Rankings Revisited: Class of 2008
In the second edition of a five part series, today we take a look back at the class of 2008 to identify the prospects whose productivity since that time has proven them to be undervalued in their high school days:
Matt Pressey, Cushing Academy, 60th in New England – The “other Pressey brother” wasn’t considered to be anywhere near the prospect that younger brother Phil was while the two were at Cushing Academy together. But that all changed after Pressey spent two years at Navarro Junior College in Texas, earning first team National Junior College Athletics Association honors as a sophomore and ultimately committing to Missouri over Texas A&M, Iowa State, and Gonzaga. He was in and out of the starting line-up as a junior and has started every game thus far as a senior.
What we missed – He’s an absolute menace on the defensive end of the floor and he picked a system that is perfectly suited for his game. Former Mizzou head coach Mike Anderson’s “40 Minutes of Hell” approach was tailor made for Pressey, and Frank Haith’s willingness to maintain the tempo and shorten the rotation has worked out equally well. The other thing we missed – the presence of a glaring weakness. Pressey competes and defends his tail off, can score, make an open 3, handle the ball, and rebound in high volume from the perimeter.

- Task to carry out
Answer these questions about the class of 2008 rankings article:
1. What ranking in New England did Matt Pressey hold?
2. Where did Pressey spend two years before committing to Missouri?
3. What name was given to former Mizzou head coach Mike Anderson's approach?
The records are not needed for the work on this page.

- Provided information
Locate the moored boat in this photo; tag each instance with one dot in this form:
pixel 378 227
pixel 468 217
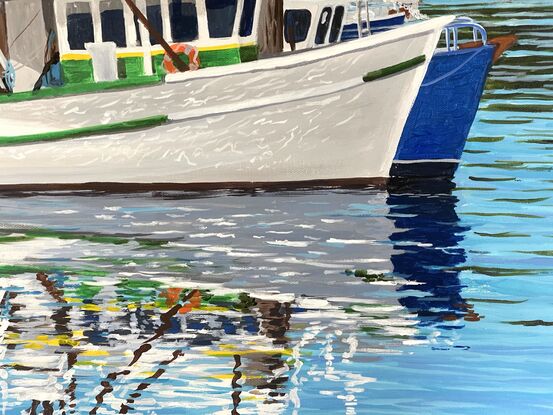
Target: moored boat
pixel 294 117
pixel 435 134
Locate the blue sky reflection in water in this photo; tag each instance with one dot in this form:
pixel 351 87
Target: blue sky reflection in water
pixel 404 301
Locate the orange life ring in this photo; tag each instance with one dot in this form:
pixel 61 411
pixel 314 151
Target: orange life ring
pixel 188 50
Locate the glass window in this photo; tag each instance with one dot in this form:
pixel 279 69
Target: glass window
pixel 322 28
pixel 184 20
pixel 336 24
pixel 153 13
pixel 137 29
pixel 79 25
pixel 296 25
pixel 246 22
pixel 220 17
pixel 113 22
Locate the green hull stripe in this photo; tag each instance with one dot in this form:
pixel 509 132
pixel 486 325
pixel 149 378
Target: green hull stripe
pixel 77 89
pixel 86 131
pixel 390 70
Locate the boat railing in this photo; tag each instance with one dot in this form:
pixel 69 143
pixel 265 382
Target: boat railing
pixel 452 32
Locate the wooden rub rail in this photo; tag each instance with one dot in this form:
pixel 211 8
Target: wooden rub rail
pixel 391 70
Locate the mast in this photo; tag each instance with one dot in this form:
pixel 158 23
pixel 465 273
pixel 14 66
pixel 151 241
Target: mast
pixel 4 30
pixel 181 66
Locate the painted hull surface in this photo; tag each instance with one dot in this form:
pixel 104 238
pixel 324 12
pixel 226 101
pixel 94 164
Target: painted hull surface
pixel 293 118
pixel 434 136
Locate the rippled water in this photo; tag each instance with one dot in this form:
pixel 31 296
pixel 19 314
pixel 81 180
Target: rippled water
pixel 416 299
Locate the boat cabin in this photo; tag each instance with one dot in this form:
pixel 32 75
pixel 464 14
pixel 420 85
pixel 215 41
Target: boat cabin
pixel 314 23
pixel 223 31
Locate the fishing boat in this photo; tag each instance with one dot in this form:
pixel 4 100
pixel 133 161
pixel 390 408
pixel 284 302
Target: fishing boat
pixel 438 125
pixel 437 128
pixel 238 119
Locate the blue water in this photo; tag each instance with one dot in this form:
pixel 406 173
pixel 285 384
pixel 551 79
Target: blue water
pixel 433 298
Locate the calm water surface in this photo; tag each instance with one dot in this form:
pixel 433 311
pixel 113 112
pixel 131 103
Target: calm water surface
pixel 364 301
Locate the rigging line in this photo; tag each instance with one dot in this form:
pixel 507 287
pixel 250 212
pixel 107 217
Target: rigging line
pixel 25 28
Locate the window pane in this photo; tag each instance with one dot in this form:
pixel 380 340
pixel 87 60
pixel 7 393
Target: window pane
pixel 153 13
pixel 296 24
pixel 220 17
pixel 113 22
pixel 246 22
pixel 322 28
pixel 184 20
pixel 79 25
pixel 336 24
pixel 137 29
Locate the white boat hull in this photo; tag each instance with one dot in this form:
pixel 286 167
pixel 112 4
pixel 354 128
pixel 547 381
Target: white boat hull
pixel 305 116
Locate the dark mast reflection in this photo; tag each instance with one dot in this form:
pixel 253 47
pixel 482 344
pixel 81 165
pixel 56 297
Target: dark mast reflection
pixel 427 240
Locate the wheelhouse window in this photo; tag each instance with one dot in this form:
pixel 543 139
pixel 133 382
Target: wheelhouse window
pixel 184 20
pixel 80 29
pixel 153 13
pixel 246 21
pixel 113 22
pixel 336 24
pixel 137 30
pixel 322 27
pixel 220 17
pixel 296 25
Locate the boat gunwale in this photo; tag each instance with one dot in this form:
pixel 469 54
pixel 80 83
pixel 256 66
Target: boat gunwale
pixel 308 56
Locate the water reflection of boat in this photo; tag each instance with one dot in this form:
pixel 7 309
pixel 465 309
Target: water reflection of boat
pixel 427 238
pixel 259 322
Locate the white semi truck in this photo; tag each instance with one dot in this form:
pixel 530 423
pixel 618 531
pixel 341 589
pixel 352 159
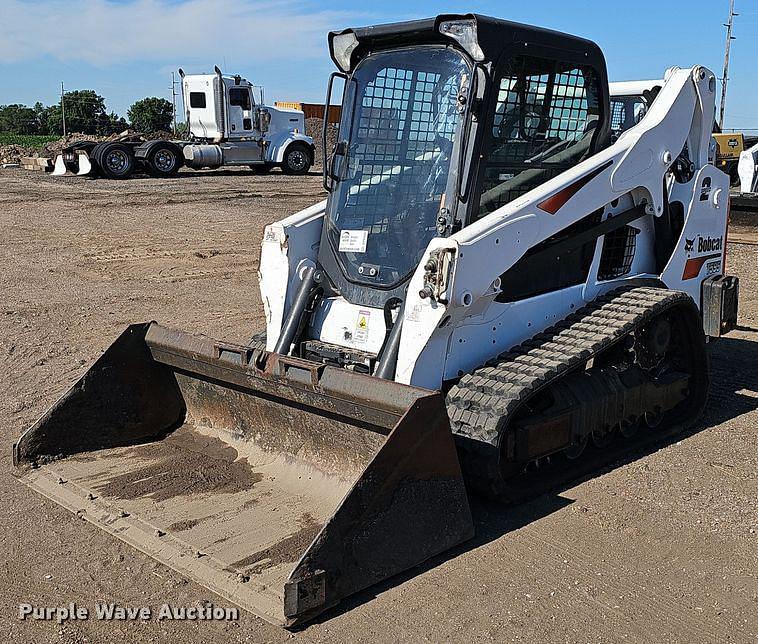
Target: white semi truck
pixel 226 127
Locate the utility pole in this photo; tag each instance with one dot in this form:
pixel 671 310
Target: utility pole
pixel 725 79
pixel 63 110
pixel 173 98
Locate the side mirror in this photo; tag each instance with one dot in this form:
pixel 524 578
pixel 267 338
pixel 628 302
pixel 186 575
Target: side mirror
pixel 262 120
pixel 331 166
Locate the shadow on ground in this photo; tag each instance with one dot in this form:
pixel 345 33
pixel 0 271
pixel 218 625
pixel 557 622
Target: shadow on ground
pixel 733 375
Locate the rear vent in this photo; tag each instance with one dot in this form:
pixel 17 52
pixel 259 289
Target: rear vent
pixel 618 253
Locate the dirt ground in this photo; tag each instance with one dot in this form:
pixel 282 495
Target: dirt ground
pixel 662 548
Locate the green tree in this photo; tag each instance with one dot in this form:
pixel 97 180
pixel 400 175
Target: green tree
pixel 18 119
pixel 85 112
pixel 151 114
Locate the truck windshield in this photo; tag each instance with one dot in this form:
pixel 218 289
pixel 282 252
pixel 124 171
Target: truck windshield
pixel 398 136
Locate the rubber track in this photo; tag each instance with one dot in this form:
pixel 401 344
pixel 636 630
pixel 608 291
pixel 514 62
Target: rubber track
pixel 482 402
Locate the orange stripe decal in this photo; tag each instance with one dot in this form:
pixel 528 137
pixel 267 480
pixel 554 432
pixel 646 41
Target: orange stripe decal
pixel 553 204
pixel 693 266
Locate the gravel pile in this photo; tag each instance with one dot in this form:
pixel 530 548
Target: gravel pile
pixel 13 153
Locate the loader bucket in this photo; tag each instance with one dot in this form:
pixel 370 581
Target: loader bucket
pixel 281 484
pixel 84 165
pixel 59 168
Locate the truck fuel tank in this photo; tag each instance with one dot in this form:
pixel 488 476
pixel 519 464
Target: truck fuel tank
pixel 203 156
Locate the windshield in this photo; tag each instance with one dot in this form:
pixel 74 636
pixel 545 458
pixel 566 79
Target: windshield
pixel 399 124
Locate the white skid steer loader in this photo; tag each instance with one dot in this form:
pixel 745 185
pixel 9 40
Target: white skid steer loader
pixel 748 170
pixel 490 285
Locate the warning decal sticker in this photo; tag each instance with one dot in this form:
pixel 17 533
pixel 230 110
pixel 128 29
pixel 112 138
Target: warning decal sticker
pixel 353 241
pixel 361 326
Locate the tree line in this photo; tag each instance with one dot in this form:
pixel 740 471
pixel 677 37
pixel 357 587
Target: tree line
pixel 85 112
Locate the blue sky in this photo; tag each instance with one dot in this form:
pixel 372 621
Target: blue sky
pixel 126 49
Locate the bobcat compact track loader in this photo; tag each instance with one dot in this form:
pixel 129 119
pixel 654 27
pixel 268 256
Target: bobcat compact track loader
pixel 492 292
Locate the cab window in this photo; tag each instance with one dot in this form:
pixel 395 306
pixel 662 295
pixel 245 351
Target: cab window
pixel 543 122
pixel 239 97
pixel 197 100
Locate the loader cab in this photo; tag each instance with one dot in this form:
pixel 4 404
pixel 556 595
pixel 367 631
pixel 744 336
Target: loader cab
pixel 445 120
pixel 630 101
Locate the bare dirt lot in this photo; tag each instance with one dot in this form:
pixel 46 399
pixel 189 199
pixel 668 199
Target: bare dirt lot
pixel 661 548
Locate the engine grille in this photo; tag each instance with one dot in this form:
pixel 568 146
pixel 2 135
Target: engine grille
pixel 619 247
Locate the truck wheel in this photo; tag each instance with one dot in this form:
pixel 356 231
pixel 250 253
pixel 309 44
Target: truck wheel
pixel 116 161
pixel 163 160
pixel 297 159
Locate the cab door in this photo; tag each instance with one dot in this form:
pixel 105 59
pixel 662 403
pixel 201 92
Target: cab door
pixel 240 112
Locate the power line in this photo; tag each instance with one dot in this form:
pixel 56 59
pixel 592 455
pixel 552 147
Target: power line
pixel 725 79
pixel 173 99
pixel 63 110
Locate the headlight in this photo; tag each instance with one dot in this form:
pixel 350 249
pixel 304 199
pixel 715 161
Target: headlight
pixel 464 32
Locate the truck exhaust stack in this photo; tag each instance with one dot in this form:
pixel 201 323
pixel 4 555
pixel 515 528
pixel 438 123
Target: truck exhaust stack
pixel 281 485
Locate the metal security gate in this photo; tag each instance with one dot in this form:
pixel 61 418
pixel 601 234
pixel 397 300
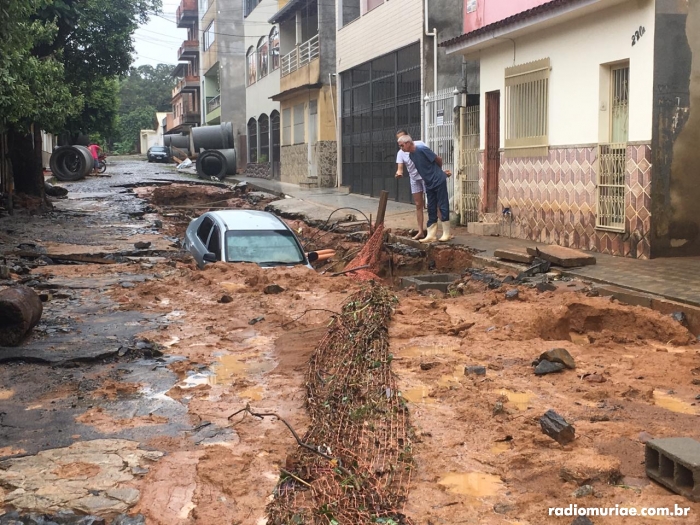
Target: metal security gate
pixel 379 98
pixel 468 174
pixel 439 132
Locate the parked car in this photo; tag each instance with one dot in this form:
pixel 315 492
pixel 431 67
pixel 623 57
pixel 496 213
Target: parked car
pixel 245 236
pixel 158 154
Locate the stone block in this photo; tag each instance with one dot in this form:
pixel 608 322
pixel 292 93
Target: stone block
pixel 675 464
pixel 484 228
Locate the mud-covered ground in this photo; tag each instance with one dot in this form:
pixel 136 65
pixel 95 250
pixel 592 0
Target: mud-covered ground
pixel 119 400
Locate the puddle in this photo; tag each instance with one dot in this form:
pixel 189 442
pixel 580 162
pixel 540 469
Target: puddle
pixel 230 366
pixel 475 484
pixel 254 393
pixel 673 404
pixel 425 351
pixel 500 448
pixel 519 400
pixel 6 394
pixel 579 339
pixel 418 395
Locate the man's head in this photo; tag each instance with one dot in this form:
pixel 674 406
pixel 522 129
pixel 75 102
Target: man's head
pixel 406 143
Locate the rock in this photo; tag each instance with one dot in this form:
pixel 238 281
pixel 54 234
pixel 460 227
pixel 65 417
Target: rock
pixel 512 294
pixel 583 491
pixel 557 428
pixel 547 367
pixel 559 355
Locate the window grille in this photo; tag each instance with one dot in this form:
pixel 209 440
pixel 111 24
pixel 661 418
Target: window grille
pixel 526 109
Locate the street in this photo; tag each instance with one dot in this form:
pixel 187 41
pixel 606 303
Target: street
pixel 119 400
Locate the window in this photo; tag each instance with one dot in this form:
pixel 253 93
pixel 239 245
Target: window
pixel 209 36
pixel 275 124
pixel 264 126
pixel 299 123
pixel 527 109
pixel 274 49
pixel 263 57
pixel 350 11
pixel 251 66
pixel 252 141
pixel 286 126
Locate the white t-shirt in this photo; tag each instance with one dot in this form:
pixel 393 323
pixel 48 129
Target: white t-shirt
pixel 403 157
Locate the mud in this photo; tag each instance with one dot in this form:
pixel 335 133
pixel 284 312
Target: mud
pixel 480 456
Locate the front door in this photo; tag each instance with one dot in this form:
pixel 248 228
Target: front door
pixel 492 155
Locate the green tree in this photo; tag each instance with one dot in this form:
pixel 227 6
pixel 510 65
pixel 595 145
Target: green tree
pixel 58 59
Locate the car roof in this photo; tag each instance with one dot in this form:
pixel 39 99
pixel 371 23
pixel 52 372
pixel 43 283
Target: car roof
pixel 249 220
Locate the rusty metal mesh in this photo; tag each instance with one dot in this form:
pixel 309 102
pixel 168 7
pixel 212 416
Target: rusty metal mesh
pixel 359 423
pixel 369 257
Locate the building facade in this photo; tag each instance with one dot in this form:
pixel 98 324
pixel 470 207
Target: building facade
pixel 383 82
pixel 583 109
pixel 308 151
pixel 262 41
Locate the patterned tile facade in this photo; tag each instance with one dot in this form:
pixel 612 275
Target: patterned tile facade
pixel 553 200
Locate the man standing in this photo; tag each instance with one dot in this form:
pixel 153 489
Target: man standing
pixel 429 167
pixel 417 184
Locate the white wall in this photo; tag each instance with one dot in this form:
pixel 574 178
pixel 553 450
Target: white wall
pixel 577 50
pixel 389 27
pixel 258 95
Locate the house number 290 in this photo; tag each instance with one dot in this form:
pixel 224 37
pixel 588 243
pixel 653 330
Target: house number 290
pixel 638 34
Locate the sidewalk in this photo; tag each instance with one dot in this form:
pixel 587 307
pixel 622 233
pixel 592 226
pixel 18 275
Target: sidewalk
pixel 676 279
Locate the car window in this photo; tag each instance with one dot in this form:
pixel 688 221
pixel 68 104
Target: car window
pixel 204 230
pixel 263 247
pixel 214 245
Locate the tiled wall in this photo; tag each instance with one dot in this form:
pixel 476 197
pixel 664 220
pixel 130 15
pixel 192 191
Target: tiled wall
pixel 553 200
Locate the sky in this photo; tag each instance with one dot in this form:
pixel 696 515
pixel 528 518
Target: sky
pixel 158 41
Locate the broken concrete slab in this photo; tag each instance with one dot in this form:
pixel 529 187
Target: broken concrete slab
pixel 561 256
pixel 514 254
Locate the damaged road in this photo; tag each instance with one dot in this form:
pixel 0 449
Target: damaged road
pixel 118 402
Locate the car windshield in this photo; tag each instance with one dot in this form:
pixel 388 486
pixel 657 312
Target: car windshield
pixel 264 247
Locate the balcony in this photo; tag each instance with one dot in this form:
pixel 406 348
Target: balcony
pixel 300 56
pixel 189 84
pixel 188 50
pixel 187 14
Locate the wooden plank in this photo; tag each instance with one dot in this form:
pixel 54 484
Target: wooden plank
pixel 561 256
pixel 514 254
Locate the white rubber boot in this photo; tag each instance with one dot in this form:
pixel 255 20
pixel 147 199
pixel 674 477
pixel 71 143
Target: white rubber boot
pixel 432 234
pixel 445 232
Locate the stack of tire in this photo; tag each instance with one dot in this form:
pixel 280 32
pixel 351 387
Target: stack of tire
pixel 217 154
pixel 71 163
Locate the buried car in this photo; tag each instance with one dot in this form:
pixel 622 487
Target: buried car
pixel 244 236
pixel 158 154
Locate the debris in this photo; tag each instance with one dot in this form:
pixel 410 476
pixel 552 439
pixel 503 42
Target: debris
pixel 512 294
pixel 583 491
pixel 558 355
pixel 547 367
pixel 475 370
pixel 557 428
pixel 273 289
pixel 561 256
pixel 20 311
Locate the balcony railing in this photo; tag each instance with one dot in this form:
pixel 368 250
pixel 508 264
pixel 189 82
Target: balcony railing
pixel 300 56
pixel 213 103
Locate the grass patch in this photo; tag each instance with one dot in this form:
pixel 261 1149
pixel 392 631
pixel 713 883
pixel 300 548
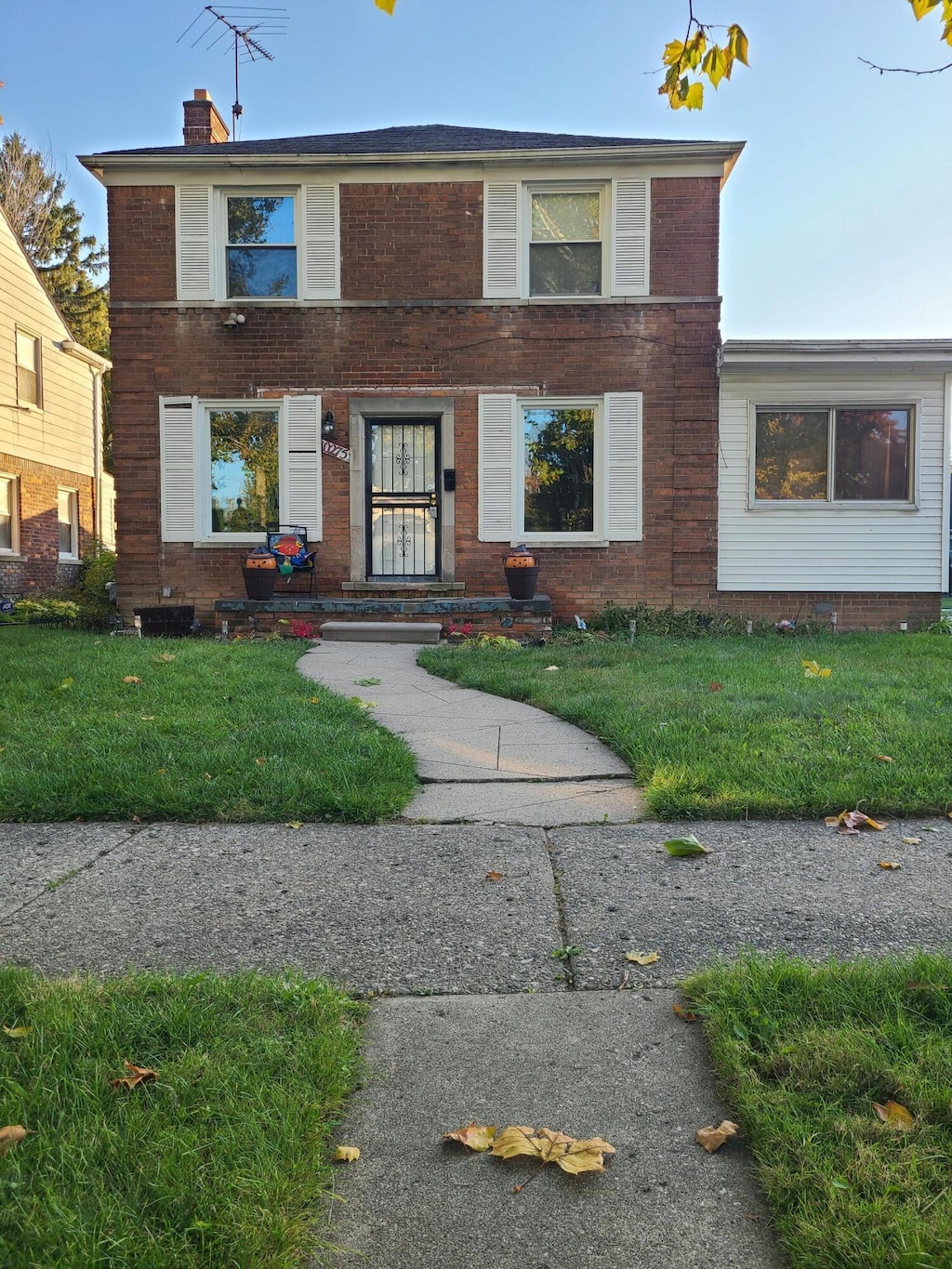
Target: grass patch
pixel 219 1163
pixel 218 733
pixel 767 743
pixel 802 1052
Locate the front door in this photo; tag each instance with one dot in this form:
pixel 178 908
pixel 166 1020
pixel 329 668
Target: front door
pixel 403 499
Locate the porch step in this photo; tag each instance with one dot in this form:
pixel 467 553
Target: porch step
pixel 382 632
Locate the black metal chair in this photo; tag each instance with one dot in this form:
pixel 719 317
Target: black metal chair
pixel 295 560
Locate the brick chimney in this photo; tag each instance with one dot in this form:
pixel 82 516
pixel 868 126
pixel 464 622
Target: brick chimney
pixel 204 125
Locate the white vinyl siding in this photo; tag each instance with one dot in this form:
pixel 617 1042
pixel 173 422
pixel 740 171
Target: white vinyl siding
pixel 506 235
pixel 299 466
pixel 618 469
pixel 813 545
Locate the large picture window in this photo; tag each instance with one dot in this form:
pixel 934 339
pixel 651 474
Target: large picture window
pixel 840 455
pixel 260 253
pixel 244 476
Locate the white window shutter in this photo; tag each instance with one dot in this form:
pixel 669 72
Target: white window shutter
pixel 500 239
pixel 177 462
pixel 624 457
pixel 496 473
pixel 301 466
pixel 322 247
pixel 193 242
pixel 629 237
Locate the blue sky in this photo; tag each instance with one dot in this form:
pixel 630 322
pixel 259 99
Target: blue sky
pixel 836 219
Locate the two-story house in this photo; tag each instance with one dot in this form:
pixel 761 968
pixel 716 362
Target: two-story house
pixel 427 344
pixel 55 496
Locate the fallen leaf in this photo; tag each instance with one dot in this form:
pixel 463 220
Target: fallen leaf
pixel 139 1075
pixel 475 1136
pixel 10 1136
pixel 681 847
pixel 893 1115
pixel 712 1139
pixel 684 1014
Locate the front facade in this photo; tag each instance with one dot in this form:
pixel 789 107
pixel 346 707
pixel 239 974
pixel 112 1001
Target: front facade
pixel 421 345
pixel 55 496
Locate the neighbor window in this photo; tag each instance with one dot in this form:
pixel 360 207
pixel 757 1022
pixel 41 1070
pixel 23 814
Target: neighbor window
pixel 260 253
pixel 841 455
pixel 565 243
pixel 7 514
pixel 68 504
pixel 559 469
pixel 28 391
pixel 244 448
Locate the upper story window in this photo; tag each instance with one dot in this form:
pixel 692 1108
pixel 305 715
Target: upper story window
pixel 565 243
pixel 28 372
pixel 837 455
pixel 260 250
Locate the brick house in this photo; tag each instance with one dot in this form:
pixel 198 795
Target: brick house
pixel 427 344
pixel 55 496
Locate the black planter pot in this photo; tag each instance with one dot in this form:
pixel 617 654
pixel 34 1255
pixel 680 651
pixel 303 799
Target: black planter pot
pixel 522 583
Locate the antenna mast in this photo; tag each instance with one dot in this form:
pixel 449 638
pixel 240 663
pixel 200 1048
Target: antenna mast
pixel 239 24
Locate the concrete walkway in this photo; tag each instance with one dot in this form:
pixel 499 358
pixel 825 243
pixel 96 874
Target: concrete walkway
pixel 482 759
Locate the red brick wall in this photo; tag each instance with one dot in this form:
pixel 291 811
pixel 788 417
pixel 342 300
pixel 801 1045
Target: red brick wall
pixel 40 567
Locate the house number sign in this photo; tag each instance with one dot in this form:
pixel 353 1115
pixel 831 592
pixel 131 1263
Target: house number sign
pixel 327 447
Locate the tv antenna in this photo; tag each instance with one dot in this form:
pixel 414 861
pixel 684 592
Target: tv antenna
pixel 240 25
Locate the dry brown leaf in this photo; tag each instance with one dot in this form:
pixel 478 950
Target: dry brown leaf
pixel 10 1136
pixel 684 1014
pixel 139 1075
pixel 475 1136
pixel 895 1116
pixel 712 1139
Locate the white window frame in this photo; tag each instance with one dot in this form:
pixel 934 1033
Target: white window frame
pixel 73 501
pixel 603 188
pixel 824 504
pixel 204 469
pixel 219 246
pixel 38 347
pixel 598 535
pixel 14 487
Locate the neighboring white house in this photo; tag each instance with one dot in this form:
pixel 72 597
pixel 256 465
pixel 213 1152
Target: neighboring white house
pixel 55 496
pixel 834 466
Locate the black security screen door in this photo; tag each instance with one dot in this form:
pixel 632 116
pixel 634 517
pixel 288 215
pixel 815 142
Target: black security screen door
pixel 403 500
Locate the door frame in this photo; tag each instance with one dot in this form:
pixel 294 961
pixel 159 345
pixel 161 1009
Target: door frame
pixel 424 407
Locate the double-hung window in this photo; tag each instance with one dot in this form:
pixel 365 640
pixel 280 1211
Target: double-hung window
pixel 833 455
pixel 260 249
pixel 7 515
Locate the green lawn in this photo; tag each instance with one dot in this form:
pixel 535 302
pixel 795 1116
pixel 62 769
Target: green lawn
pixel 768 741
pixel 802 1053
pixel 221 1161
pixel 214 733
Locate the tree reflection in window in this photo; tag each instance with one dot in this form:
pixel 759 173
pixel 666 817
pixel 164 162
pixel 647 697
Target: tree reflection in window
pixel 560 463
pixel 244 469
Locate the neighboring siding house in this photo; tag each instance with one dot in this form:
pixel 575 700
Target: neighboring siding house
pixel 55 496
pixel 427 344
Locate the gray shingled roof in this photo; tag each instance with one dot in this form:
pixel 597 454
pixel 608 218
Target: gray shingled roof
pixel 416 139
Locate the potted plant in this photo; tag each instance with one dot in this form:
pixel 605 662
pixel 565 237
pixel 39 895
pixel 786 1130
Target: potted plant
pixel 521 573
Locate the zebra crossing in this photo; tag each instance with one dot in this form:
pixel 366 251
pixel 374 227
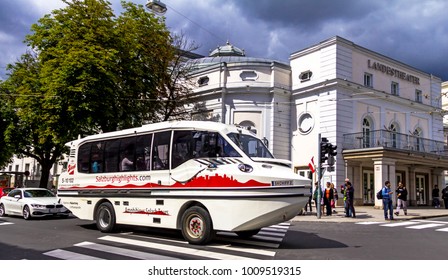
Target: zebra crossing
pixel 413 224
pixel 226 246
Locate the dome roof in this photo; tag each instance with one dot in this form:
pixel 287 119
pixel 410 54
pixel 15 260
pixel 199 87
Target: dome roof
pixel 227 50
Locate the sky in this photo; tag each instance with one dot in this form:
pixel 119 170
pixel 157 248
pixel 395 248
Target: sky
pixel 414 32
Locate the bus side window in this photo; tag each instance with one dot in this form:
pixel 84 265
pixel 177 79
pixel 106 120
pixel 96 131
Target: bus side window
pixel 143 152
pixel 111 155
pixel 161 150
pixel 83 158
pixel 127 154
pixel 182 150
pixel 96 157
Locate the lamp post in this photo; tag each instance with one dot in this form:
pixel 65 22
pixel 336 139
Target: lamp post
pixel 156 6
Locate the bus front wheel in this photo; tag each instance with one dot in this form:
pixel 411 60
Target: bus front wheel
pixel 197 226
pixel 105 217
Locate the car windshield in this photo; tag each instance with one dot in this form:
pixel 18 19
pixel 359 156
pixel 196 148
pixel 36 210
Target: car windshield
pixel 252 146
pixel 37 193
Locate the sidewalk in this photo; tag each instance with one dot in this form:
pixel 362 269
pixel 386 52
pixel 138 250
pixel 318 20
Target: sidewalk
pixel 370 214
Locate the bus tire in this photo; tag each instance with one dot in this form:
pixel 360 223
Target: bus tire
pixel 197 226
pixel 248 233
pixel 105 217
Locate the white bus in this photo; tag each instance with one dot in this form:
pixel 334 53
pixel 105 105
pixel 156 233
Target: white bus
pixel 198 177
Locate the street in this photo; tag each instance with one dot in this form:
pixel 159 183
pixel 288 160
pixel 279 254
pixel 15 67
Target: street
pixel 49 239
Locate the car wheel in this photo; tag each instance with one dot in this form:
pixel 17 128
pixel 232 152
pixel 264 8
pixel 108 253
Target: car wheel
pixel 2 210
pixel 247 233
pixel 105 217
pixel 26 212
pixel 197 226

- Answer to the task
1. 60th in New England.
2. Navarro Junior College in Texas.
3. "40 Minutes of Hell."